BEGIN STUDY MATERIAL

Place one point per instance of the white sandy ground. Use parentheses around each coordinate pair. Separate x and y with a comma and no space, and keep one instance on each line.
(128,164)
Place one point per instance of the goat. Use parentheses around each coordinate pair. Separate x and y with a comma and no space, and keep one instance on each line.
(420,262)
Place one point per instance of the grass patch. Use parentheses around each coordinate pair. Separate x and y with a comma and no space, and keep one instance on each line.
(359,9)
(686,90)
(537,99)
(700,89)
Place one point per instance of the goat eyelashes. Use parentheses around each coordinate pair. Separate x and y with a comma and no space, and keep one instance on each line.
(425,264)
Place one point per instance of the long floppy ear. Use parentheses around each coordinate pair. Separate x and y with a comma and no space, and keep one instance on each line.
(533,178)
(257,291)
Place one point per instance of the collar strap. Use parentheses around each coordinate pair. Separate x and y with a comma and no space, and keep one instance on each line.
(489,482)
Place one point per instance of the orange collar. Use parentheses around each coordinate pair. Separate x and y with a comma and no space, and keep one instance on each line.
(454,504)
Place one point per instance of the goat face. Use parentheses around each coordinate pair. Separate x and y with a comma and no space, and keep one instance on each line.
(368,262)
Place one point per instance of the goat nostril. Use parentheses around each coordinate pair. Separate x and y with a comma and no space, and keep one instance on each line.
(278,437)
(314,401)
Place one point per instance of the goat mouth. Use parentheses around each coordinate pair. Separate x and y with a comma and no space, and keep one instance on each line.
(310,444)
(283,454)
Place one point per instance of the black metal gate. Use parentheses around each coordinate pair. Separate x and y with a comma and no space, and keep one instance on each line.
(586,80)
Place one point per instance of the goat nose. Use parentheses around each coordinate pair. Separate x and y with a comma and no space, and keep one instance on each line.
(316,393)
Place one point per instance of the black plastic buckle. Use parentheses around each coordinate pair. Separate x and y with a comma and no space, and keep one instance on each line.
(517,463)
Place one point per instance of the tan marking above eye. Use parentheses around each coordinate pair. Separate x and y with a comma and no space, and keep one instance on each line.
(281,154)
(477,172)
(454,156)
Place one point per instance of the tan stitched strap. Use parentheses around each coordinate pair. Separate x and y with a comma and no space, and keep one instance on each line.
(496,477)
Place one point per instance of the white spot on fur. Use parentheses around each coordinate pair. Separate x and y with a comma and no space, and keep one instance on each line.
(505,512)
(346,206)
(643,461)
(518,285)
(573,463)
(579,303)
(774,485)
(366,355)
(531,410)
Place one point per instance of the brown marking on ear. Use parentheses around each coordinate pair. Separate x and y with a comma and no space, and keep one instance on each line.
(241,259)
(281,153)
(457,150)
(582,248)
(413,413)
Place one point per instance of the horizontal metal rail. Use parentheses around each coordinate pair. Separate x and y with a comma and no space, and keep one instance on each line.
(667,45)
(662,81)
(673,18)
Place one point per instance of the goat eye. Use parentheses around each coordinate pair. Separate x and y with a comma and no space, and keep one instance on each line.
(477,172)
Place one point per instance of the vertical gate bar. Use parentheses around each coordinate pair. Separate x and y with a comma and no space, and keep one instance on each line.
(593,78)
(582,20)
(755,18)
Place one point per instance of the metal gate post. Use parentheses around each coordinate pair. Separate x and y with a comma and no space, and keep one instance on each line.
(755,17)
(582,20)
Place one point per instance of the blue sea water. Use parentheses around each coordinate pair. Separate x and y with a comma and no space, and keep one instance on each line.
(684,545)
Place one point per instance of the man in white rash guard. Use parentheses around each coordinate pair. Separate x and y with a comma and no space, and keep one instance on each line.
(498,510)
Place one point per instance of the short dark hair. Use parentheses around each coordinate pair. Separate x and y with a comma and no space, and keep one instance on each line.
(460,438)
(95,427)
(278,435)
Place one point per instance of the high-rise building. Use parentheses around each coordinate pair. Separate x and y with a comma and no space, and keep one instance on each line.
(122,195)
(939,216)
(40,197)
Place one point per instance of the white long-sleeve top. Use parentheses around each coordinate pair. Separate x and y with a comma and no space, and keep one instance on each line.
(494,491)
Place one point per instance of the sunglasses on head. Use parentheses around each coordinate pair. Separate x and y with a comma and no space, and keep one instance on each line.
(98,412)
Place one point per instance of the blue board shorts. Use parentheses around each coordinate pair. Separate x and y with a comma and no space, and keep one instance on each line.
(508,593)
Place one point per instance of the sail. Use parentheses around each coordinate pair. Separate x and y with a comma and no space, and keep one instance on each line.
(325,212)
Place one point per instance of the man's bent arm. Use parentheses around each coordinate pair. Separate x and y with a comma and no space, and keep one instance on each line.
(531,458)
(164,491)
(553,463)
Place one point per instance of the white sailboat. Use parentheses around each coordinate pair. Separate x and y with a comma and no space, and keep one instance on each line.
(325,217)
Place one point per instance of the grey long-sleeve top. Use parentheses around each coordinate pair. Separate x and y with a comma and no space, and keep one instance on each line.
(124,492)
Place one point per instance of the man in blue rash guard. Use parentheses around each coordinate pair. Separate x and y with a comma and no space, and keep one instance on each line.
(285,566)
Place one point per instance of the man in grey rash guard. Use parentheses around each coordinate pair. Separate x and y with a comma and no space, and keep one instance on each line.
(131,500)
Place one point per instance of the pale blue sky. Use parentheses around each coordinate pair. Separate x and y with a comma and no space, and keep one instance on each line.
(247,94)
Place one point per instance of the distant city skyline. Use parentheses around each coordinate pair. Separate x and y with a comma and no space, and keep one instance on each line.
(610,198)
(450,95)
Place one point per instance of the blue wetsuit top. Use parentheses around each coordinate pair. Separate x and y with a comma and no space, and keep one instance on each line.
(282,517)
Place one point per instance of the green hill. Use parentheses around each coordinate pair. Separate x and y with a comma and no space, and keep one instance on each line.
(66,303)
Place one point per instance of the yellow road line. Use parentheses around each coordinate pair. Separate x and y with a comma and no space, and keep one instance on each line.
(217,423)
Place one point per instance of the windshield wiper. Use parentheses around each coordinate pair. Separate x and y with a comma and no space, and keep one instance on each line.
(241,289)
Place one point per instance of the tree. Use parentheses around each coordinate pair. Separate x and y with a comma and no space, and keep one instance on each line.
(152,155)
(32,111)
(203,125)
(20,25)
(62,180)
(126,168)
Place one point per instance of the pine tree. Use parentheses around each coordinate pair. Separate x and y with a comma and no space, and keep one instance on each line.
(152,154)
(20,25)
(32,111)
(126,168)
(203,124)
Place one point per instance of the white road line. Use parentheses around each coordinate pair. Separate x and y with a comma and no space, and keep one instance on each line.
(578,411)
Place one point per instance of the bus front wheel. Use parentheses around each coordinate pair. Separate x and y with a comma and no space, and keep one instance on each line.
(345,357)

END STUDY MATERIAL

Would you copy out all of the entries exactly?

## THE COMPLETED TASK
Place one point per instance of the white sandy ground. Use parentheses around each coordinate pair. Separate x and y with a comma and no space, and keep one instance on each line.
(128,164)
Place one point per instance of the goat. Use parentheses around each coordinate pair. Separate x and y with a comma and no space, and keep one instance on each line.
(420,262)
Place one point per instance of the grass patch. Use parentheses around each coordinate pair. Separate x and y with a comma and no space, and keep one instance on each line.
(359,9)
(686,90)
(537,99)
(700,89)
Place one point per instance of the goat eyelashes. Use parentheses around each coordinate pair. Separate x and y with a comma and no space, and keep one instance on each line.
(425,264)
Place one point per instance of the long floppy ear. Use parentheses around each coordinate pair. Separate x and y with a comma and no space, and keep one instance on each line.
(533,178)
(257,291)
Place one point per instance of the collar strap. Use parentheses around each coordinate pair. Separate x and y with a comma and no space, and keep one instance on each line.
(489,482)
Place one point per instance of the orange collar. Use parentheses around each coordinate pair. Separate x and y with a comma and no space, and keep one instance on each line.
(454,504)
Place one point per instance of the goat face. Use parentheses around each coordinate pair. Separate x and y with a comma and no space, and keep one instance on each line.
(368,262)
Place one point per instance of the goat nostril. Use parentheses around each coordinate pair. Separate x and y with a comma and no space, and keep one instance on each line.
(278,437)
(314,401)
Place one point per instance of the goat mouth. Use parentheses around each coordinate pair. Separate x and y with a comma and no space, and keep one instance on each line.
(310,444)
(283,454)
Place one point per instance of the black metal gate. Use parentheses around each coordinate pair. Separate x and y with a comma and no space, and keep one instance on each line.
(586,80)
Place one point per instance of the goat nose. Use parentheses around each coordinate pair. Separate x and y with a comma and no space, and keep one instance on each line.
(316,393)
Place one point per instance of the black plastic buckle. Use parentheses around each coordinate pair. Separate x and y with a comma and no space, and keep one instance on each line.
(517,463)
Place one point per instance of the tan marking above eye. Use parentheses around each coordinate pair. Separate x and y with a comma and no space, and keep one instance on each line.
(281,154)
(477,172)
(454,156)
Place one point per instance of the tan stitched strap. Use parentheses around each coordinate pair. Separate x and y with a comma and no space, and keep one instance on each line.
(496,477)
Place one point per instance of the white spot on fur. Use parentheses around each coordinate pair. Separate x and y with a comma and no space, and keep one instance on each line.
(505,512)
(346,206)
(643,461)
(518,285)
(573,463)
(579,303)
(774,485)
(366,355)
(531,410)
Place one point per instance of the brown marking on ear. Use parentheses around each coordinate pair. Separate x and y with a comma and no space, and keep one instance on each line.
(241,259)
(281,153)
(457,150)
(582,248)
(413,413)
Place one point per instance of the horizontal metal rail. Use parentheses around each coordinate pair. Separate x and y with a comma and no space, and keep one instance on each line.
(667,45)
(662,81)
(673,18)
Place one point per instance of the goat eye. Use parentheses around each coordinate pair. Separate x and y with a comma and no space, and keep one instance on each line.
(477,172)
Place one point per instance of the vertical gate bar. Use parentheses around each coordinate pair. Separate x and y with a comma and no space, and keep one instance on each line.
(593,78)
(582,20)
(755,18)
Place one point per instance of the metal gate post. Use parentheses around each coordinate pair. Separate x and y with a comma and no space, and keep one instance on each line.
(755,17)
(582,20)
Place one point per instance of the blue sea water. Use parentheses around each coordinate pair. Separate x and y with a comma and no space, and keep one instance on each line.
(684,545)
Place one point per instance of the man in white rash guard. Use parentheses around each coordinate pair. Separate x and y with a comma and no space, and keep one instance on each line.
(498,510)
Place one point per instance of the short dark hair. Use parentheses around each coordinate pair. Separate x and y with a comma and no space, and keep one instance on each line.
(460,438)
(95,427)
(278,435)
Place one point per instance of the high-rise building. Use parentheses around each coordinate pair. Separate x and y with a comma and no space, and keep one instance on each line.
(122,195)
(939,216)
(40,197)
Place one point per instance of the white long-sleeve top. Use parentheses around each coordinate pair. Separate x and y with a comma and no space, and keep one instance on each line.
(494,491)
Place one point per instance of the sunglasses on head. Use parentheses around each coordinate pair. Separate x and y with a comma and no space, and keep one instance on each line.
(98,412)
Place one point per instance of the blue board shorts. Use parentheses around each coordinate pair. Separate x and y with a comma and no space, and keep one instance on each line.
(508,593)
Place one point per instance of the sail. Use parentheses around each coordinate pair. Separate x and y with a comma and no space, and keep one instance on each line.
(325,212)
Place one point per instance of the man's bent arm. Use parentheses around each coordinate pair. Separate x and y with a comma and no space, and keep one instance on each line.
(531,458)
(164,491)
(553,463)
Place one point per instance of the white sailboat. Use parentheses around each coordinate pair. Separate x and y with a comma and no space, and keep one instance on each line.
(325,217)
Place one point per instance of the grey long-sleeve top. Use parentheses around each coordinate pair. Separate x and y with a comma and no space, and keep one instance on each line.
(124,492)
Place one point per instance of the man in blue rash guard. Use parentheses around each coordinate pair. Separate x and y with a comma and no space, and keep one instance on each line.
(285,566)
Place one point per instance of the man in grey rash guard. Use parentheses around each coordinate pair. Separate x and y with a comma and no space, and keep one instance on each line.
(131,500)
Place one point per instance of the pale blue sky. Use parentheses around each coordinate pair. Separate x and y with a comma and no space, and keep one instance on each line.
(247,94)
Place one point per instance of the distant city skyline. Use parentheses around each coordinate pair. Separate x and y with a comma and no space, and keep one instance on each line.
(610,198)
(450,95)
Place one point per instance of the blue wetsuit top. Use parentheses around each coordinate pair. Separate x and y with a comma and no space, and keep one instance on each line.
(282,517)
Place one point per instance of the green hill. Use parentheses around each coordinate pair. Separate x and y with a comma and no space, and keep one instance on each line.
(66,303)
Place one point per instance of the yellow road line. Use parentheses around each coordinate pair. Separate x and y with a comma and no space, and keep one instance on each line.
(217,423)
Place one point per instance of the windshield wiper. Use parentheses around each coordinate pair. Separate x and y with a comma and no space, and keep one instance on each line.
(241,289)
Place one point per instance of the tree. Use parentheses around each coordinate pair. Separate x and y with a comma and no space, and keep one instance on each line.
(152,155)
(32,111)
(203,125)
(20,25)
(62,180)
(126,168)
Place one point per instance of the pine tree. Use parentheses around each coordinate pair. Separate x and y with a comma and no space, and keep one instance on each line.
(152,154)
(20,25)
(32,111)
(126,168)
(203,124)
Place one point per instance of the white road line. Use parentheses around each coordinate pair. Separate x and y with a comma and no space, and keep one instance on each line.
(578,411)
Place one point per instance of the bus front wheel. Use parentheses around each coordinate pair. Separate x and y with a comma and no space, and keep one instance on each line.
(345,357)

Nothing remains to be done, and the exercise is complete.